How to Pack For Africa

by - August 20, 2011

"I think I'm bringing only one pair of jeans," he says as he picks up the cumbersome suitcase to judge whether or not it exceeds fifty pounds with the inaccurate scale of his biceps.


I wonder what do you pack when you are going to Kenya, the horn of Africa, neighbor to the desperate Somalia that's been in the news. What can you possibly put in a suitcase that can make a difference in a place where famine is rampant, and HIV/AIDS is indiscriminate, there is corruption, and some children don't even have shoes between the soles of their feet and the dust of the Earth.

There's already been many vaccinations against yellow fever, typhoid and rabies. There's been prayer and tears, and new friendships with others who also pack and go.  There's a renewed friendship with Wesley, and a coming together as one to go ye, therefore, into all the world, and preach my gospel to every creature. There are plans and prayers and hope tucked in his suitcase, and how much do they weigh? For all I know, they lighten the load and give love wings to fly.

There've been things unpacked in preparation as well.  The bibles seem more like journals now because they are a record of his life.  Since the days of Mike's cancer, he has systematically worn out three with the living of eight years. Each testifies to how a life devoted is lived between its pages, its lines, and words.  This is what a bible looks like when a laid-down life intertwines with the Word.  It bursts the bindings and pages let loose.  It's always Revelation that escapes, the future hope that refuses to stay pinned down. It wants to flutter away, a note of good news that's been pollinated with devotion and looks for new ground in which to germinate.

> Entries supplied:
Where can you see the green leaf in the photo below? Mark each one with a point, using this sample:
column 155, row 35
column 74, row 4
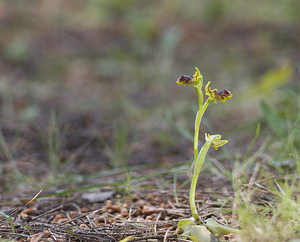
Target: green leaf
column 219, row 229
column 196, row 233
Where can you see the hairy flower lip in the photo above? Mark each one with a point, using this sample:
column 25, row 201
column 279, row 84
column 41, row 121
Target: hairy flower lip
column 184, row 80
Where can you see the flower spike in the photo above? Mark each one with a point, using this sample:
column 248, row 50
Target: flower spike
column 215, row 140
column 195, row 80
column 184, row 80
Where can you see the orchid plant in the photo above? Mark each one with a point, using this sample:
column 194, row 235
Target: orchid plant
column 193, row 228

> Task to carry out:
In the post about packing for Kenya, how many bibles has he worn out since the days of Mike's cancer? The items were drawn from a different source than the post about packing for Kenya.

> Response:
Three, over eight years.